→ **Document segment**:
━━━━━━━━━━━━━━━━

We finally reached the east end where three portages would take us into Hudson. Now, it seemed, no matter what the weather was while on the water, it always started raining when we hit the portages. As we approached the first one (25 rods), I noted that the rapids to the south were very small and slow, with calm water visible behind them. We decided to step out and pull the canoe over. Aside from wet feet on my end, that part of the plan worked well. Only afterwards did we realize, however, that a larger set of rapids was just upstream from that point. The water was so low that there was not much of a roar to warn us of the upstream barrier. Seeing that we could not pull through that one, we turned around and returned to the portage trail.
Surprisingly, our moods were good. Despite the rain, we were feeling warmer (likely from the preceding five miles of paddling since our first portages), and my wife enjoyed our little misadventure. I told her how, the last time I was here (in 2006) that the current at the top was so strong that it was very difficult to launch without getting pulled back toward the rapids. We made the launch just fine and portaged the next set (25 rods) without as much as thinking about going upstream. When we got to the third set of rapids (10 rods), at the west end of Hudson (or, should I say, the Kawishiwi leading into Hudson), we portaged again. When going back for our second trip, however, I noticed a single canoe headed toward a chute on the other side of a long, granite divide in the rapids. I chuckled to myself about my earlier mistake, and figured they'd be getting back to the portage head about the time we set into the water. As it turns out, while we were preparing to push off, they came into sight on the far side. They made it up the little chute. I congratulated them on their gumption, and made a note about the spot for our return trip.
We ate lunch along one of these portages. It was already after 1 PM.
[Hudson] The passage along Hudson was significant to me because it marked how far another group I was with got in on our first day back in 2006. We had much more rain and a driving wind that day, and some of our group were not well prepared for the weather. I remember being relieved to pull into camp, where we quickly pitched tents and got one of the teens into his sleeping bag for warmth. It was about this time I started to wonder if it was wise for us to push in further. After all, we'd need to paddle out on Monday, and it wouldn't work out well if it was going to take us ten or twelve hours to get back out.

━━━━━━━━━━━━━━━━

→ **Information supplied**:

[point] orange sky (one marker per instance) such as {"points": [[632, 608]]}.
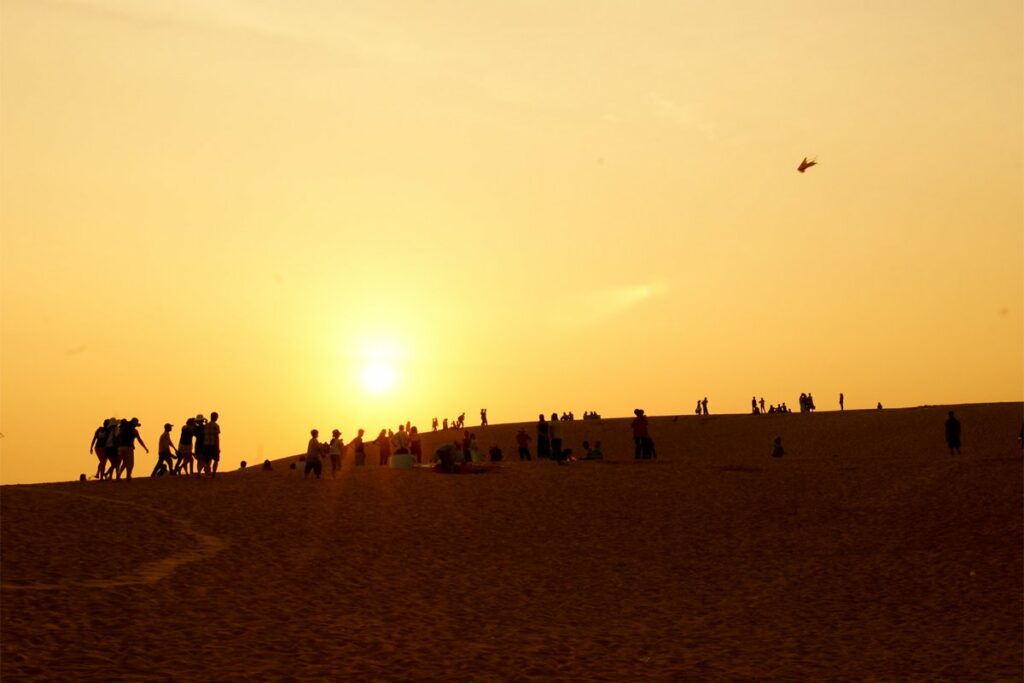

━━━━━━━━━━━━━━━━

→ **Requirements**:
a) Translate this sentence from the canoe trip account into Spanish: "The water was so low that there was not much of a roar to warn us of the upstream barrier."
b) Continue the canoe trip account, picking up right after its last sentence.

→ **Answer set**:
a) El agua estaba tan baja que apenas había estruendo que nos advirtiera de la barrera río arriba.

b)
At the same time, the portage to Insula was at the east end of Hudson, and that portage holds special significance for me. There, in 2006, when I began the decline within sight of the water on the east end, while carrying two packs, I slipped and broke my leg (the fibula, just above the ankle). One of my personal goals was to re-visit this portage and to make it across without injury.
I asked my wife a bit about her expectations for the rest of the trip. In particular, I asked her how important it would be to see the pictographs on Fishdance. I was hoping for an answer reflecting indifference, so I'd have a good reason to stop and camp on Hudson. As it was, however, she really was hoping to take that day trip, so I knew we needed to camp on Insula. Onward we went.
The portage itself (105 rods) went very well. Our two trips left us a bit tired, but it felt good to make it across. We stopped at the spot in the trail where I believe the break occurred and took some pictures. Since Marie had to set down her pack to take the photos, I picked it up when we were done, hoisted it onto my front, and made my way down to the water. I had beaten the beast.
[Insula] The portage to Insula took us quite a bit of time, and our hope for the sun winning out the afternoon were waning. We were now both quite tired, and the wind from the north-northwest was quite strong. Our immediate goal--finding a campsite--seemed simple. On a lake with dozens of sites, it should have been easy. We started out on an east-northeast bearing, but it soon was clear that most of the sites we encountered were facing the full force of the wind. Every time we had hope of finding a good site, we'd come across one either in the full face of the wind, or on an open and rocky point. We were moving slowly. The rain paused, but the winds were still strong and the cloud cover was thick, making it seem as if darkness would soon be upon us. I was worried about making camp while it was still light out, and in the back of my mind I was worried that we came in too far, and that we would never make it home on Monday if we didn't first relocate to another lake on Sunday morning.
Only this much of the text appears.